-- PROBLEM REQUIREMENTS --
Copy out every entry below, starting at the line containing "My colleague insists the wooden console" and running down through the line containing "[329,3,453,64]", both lines included.

** BEGIN ENTRIES SUPPLIED **

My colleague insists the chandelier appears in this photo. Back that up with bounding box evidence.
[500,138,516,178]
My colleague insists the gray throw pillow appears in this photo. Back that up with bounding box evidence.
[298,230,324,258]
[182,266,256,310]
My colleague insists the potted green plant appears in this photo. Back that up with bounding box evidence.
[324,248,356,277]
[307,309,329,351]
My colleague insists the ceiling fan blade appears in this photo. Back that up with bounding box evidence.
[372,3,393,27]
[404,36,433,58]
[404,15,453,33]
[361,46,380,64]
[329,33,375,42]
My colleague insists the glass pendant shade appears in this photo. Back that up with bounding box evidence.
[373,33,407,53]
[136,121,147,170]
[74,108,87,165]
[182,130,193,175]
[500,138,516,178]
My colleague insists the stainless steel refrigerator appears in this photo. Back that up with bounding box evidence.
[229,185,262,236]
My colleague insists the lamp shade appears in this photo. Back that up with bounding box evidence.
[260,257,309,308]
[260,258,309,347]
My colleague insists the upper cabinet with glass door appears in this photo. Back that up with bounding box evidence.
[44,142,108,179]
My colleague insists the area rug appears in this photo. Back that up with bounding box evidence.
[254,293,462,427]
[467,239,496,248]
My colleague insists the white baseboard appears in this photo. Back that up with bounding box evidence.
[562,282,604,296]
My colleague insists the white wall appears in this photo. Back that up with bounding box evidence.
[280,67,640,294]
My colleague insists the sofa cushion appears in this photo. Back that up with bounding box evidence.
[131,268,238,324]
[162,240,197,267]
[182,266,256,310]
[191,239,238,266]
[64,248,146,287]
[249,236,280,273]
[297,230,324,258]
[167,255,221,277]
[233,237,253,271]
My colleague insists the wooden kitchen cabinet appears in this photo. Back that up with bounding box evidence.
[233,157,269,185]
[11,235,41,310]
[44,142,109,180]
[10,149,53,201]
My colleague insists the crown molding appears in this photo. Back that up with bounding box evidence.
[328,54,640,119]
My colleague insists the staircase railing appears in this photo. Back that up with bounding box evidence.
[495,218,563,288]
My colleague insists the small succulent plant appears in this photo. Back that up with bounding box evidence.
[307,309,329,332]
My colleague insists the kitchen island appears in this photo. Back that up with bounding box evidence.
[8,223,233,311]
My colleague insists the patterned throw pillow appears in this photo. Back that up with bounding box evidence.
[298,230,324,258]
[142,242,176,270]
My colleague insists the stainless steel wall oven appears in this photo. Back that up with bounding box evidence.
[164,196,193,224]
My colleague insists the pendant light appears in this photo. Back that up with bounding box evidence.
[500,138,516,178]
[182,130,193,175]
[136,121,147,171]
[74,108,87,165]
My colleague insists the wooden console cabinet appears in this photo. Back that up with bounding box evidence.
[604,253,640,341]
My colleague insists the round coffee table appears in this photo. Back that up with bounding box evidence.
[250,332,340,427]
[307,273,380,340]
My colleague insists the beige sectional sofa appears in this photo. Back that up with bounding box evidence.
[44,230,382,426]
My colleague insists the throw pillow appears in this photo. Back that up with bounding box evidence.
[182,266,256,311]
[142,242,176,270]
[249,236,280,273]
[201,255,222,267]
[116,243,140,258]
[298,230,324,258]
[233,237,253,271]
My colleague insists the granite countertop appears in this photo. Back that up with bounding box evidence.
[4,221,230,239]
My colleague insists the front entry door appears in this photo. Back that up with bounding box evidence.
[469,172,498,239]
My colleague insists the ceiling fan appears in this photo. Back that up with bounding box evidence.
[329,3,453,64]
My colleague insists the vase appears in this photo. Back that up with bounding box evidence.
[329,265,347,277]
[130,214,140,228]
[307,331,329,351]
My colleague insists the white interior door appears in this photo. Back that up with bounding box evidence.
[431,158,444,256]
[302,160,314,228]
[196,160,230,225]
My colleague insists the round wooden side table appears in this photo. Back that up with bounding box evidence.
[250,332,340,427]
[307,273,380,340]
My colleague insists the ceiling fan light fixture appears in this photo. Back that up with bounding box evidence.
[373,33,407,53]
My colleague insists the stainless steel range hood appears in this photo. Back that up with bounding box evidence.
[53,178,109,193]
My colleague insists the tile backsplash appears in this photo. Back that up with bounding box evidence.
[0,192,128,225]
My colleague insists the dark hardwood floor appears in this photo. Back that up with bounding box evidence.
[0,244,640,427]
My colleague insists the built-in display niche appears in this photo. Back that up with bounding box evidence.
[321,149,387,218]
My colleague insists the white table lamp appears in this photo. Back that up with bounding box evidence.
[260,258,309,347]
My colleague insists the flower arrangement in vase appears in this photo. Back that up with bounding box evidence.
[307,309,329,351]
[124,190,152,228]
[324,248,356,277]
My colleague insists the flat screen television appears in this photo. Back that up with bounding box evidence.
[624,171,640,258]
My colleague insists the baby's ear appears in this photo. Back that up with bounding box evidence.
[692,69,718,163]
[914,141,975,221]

** END ENTRIES SUPPLIED **
** BEGIN ENTRIES SUPPLIED **

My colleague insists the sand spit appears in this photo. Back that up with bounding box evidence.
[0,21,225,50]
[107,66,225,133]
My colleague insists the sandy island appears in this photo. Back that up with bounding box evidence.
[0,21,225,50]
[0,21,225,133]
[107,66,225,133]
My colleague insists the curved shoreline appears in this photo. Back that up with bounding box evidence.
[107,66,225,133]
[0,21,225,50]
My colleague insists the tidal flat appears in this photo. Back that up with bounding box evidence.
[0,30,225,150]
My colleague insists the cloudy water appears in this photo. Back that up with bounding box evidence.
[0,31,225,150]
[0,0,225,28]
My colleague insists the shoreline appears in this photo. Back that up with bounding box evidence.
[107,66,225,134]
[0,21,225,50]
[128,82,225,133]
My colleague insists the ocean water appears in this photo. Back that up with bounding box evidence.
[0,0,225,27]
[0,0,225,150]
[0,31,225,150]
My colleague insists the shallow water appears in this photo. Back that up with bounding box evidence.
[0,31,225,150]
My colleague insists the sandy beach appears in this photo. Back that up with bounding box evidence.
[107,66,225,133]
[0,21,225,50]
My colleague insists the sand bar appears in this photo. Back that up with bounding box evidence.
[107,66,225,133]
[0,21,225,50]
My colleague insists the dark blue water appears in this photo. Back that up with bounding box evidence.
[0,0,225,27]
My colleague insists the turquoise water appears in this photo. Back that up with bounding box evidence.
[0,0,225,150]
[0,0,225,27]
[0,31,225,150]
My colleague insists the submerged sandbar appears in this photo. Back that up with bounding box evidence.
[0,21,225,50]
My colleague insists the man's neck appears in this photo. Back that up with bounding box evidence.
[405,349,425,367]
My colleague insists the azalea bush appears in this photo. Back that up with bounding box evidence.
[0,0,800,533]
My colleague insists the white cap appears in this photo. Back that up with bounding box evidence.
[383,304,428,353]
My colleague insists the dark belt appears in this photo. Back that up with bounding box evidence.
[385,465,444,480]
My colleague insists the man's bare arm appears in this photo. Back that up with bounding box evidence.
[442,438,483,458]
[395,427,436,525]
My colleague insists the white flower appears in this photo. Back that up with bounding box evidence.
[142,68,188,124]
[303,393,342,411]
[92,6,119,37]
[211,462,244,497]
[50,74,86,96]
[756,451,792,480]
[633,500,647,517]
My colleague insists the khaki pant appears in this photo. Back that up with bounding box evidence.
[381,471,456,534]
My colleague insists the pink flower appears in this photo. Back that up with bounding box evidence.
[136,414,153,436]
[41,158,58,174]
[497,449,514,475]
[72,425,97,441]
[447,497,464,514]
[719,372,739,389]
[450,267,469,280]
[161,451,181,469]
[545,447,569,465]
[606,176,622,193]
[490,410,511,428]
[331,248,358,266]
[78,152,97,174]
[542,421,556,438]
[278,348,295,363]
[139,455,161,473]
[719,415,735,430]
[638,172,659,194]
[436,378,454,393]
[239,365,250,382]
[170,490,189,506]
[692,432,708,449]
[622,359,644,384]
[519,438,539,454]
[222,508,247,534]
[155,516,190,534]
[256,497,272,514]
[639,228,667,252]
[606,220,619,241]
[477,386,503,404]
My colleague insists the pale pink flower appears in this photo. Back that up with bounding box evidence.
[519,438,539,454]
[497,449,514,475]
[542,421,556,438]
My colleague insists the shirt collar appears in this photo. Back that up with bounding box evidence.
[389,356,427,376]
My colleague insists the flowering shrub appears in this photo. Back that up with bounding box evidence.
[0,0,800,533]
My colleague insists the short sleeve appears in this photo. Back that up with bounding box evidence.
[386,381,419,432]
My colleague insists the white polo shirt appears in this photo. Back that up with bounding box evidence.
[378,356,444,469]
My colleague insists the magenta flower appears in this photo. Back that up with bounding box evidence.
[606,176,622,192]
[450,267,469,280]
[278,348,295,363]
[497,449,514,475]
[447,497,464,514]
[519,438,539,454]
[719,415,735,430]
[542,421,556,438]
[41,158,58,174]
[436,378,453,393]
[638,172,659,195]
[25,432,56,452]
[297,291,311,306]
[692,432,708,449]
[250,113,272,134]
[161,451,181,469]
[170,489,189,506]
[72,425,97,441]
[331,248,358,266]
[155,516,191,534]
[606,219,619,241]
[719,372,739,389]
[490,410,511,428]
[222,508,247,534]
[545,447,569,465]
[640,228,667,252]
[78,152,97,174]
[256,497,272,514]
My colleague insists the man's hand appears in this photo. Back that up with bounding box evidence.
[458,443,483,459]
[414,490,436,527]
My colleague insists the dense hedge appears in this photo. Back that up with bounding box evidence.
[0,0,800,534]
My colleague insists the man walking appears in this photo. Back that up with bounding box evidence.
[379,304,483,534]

** END ENTRIES SUPPLIED **

-- WRITTEN ANSWER --
My colleague insists the wooden console cabinet appears in this photo. Back that up with bounding box evidence.
[604,253,640,341]
My colleague insists the round coffee table appears in this photo. Back that up with bounding box evidence.
[250,332,340,427]
[307,273,380,340]
My colleague insists the beige sectional sofa appears in this photo. Back that up with bounding box evidence.
[44,230,382,426]
My colleague insists the throw pillow appears in this photo. Back that up with bounding box evidence.
[182,266,256,311]
[142,242,176,270]
[249,236,280,273]
[201,255,222,267]
[116,243,140,258]
[298,230,324,258]
[233,237,253,271]
My colleague insists the granite countertop appears in this photo. Back that up with bounding box evidence.
[4,221,230,239]
My colleague insists the front entry door appears in this photo. Back that up with bounding box evidence.
[469,172,498,239]
My colleague insists the ceiling fan appears in this photo. Back that up with bounding box evidence.
[329,3,453,64]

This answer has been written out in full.